### [THE EXERCISE]
Copy the records from the line containing "the white horse" through the end of the records, substituting "image" for each occurrence of "photo" and leaving everything else unchanged.
# start of GIVEN RECORDS
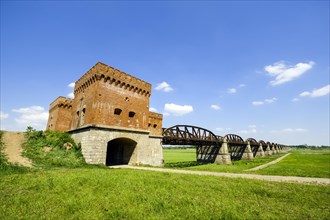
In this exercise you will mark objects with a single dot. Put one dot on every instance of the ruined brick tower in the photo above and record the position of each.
(110, 117)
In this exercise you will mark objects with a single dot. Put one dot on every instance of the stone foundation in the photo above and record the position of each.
(94, 140)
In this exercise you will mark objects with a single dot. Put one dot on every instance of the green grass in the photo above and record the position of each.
(305, 163)
(56, 155)
(5, 166)
(83, 193)
(179, 155)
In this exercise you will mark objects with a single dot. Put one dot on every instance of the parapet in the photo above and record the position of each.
(108, 74)
(61, 102)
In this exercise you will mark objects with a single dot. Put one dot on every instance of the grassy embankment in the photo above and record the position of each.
(91, 192)
(84, 193)
(303, 162)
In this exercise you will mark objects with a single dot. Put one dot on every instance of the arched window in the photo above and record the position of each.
(131, 114)
(117, 111)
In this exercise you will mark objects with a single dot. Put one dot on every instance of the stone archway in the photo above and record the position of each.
(120, 151)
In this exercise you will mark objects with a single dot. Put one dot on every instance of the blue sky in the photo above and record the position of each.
(252, 68)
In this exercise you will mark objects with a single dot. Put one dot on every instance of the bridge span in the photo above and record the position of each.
(212, 148)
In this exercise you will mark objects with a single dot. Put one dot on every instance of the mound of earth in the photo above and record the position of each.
(13, 148)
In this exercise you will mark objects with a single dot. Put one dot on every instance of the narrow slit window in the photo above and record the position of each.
(117, 111)
(131, 114)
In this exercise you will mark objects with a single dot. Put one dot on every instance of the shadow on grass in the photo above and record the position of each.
(183, 164)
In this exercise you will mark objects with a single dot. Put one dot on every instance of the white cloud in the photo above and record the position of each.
(252, 130)
(257, 103)
(270, 100)
(152, 109)
(34, 116)
(178, 110)
(215, 107)
(164, 86)
(316, 92)
(290, 130)
(284, 73)
(266, 101)
(223, 129)
(3, 115)
(231, 90)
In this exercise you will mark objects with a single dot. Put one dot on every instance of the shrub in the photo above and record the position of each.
(48, 149)
(5, 166)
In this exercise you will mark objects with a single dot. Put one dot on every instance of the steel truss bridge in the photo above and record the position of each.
(209, 146)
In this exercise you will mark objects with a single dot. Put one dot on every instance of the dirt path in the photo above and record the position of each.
(268, 164)
(13, 148)
(293, 179)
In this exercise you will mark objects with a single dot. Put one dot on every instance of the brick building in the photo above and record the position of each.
(109, 116)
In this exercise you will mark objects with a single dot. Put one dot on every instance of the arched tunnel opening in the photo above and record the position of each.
(120, 151)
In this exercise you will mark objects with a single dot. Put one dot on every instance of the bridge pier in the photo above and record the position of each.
(268, 152)
(273, 149)
(223, 156)
(247, 155)
(260, 152)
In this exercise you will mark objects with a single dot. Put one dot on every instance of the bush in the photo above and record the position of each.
(52, 148)
(5, 166)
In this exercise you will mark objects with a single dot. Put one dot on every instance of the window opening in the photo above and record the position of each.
(117, 111)
(131, 114)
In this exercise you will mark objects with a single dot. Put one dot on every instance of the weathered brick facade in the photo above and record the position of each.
(115, 101)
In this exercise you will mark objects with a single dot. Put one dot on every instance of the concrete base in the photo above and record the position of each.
(94, 140)
(260, 152)
(247, 155)
(223, 156)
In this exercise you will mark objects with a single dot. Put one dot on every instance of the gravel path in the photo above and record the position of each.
(293, 179)
(13, 148)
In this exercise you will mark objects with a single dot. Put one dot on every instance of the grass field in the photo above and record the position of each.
(305, 162)
(102, 193)
(60, 189)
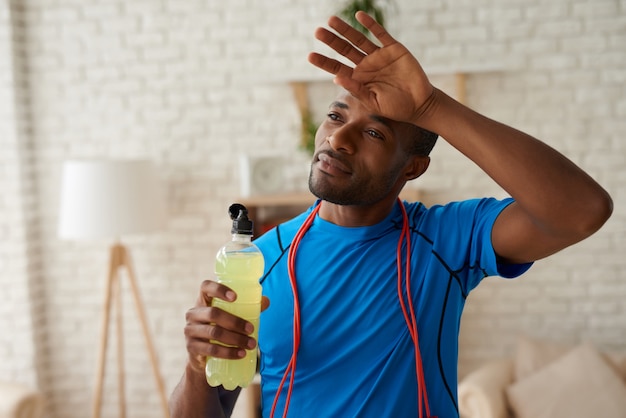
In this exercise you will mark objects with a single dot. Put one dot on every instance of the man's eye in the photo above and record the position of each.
(374, 134)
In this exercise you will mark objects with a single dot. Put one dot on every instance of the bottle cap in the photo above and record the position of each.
(241, 224)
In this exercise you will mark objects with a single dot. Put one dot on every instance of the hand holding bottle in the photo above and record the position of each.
(212, 332)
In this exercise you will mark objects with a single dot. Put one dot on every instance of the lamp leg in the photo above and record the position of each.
(121, 390)
(112, 278)
(120, 258)
(144, 325)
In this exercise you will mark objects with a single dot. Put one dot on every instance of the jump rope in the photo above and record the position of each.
(407, 311)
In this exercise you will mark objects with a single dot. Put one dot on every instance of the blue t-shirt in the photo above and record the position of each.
(356, 356)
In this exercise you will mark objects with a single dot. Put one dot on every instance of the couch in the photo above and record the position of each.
(545, 379)
(20, 401)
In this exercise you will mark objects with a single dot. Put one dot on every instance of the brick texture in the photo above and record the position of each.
(192, 84)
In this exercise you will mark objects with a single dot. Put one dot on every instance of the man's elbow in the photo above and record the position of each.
(598, 211)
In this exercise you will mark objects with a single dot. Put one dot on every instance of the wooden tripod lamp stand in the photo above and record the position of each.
(108, 199)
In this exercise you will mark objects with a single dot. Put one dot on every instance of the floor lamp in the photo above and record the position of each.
(110, 199)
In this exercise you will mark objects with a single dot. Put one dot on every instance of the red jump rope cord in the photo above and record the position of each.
(409, 316)
(291, 368)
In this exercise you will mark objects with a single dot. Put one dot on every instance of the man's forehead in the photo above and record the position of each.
(345, 100)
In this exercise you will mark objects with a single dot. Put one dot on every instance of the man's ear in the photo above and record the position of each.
(416, 166)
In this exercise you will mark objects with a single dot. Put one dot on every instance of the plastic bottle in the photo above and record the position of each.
(239, 264)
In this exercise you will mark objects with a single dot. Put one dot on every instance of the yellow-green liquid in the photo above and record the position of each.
(240, 271)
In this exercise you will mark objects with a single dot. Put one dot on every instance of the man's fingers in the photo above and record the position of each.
(356, 38)
(330, 65)
(340, 45)
(375, 28)
(202, 349)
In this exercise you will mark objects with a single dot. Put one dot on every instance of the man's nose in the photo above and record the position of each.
(342, 139)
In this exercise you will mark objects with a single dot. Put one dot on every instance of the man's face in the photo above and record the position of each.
(358, 155)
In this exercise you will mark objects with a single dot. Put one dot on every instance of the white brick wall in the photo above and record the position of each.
(191, 84)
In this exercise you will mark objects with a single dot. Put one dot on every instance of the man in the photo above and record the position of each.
(359, 346)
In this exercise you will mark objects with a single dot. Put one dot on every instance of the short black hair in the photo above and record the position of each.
(421, 142)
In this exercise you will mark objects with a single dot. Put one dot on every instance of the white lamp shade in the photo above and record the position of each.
(109, 198)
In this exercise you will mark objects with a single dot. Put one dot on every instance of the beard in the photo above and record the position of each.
(358, 190)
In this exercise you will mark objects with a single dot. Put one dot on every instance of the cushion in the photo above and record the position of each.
(578, 385)
(532, 355)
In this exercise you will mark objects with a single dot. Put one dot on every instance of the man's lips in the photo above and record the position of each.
(332, 165)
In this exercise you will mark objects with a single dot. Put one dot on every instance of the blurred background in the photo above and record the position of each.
(192, 86)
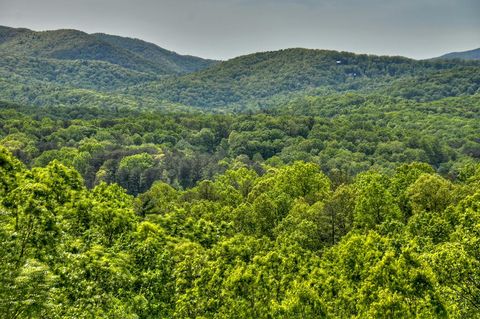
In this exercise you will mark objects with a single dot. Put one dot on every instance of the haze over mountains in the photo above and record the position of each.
(70, 67)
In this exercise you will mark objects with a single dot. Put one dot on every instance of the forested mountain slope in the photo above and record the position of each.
(264, 75)
(71, 68)
(464, 55)
(77, 45)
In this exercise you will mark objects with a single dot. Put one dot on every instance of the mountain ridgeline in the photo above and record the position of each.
(136, 183)
(129, 53)
(72, 68)
(465, 55)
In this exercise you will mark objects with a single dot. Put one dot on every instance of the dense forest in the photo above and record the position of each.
(139, 183)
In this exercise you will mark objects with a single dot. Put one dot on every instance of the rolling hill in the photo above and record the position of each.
(464, 55)
(265, 75)
(71, 67)
(77, 45)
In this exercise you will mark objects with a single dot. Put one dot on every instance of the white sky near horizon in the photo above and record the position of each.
(224, 29)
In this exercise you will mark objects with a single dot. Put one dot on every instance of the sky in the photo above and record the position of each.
(222, 29)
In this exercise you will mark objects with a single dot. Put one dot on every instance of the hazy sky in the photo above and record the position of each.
(223, 29)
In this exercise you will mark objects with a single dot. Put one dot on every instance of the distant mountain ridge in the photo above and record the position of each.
(73, 68)
(67, 44)
(464, 55)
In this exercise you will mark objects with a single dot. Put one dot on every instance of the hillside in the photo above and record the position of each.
(68, 67)
(264, 75)
(153, 53)
(78, 45)
(465, 55)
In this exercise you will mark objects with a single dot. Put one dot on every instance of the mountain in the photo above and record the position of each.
(162, 57)
(465, 55)
(259, 76)
(77, 45)
(72, 68)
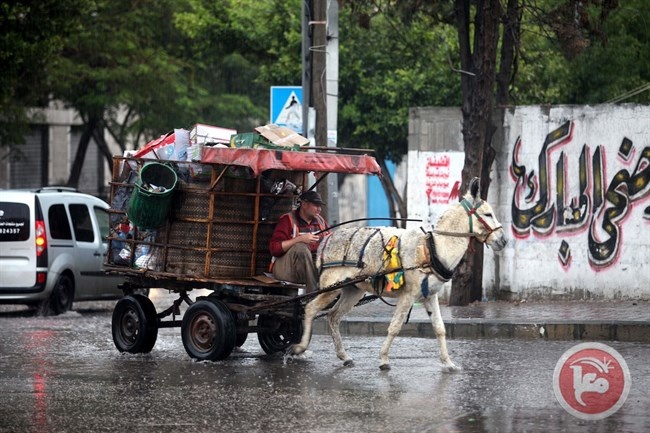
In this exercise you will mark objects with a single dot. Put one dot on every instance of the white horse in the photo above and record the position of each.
(420, 261)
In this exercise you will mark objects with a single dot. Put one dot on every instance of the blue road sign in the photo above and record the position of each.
(286, 107)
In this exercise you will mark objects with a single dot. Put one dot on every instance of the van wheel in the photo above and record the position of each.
# end of GIVEN RECORDS
### [SOLVED PROBLEM]
In this exercise you will mark objects with a single dot. Put one dot on every instance of the white horse in the image above and record the position of each.
(420, 261)
In this exercise you will mark objects with a single dot. Put one dot on every instance of the blue road sign in the image above and record the position of each.
(286, 107)
In this exercise you will mark objects with a single dot. Put one dot on every instance of the van wheel in the image above and record the position of each.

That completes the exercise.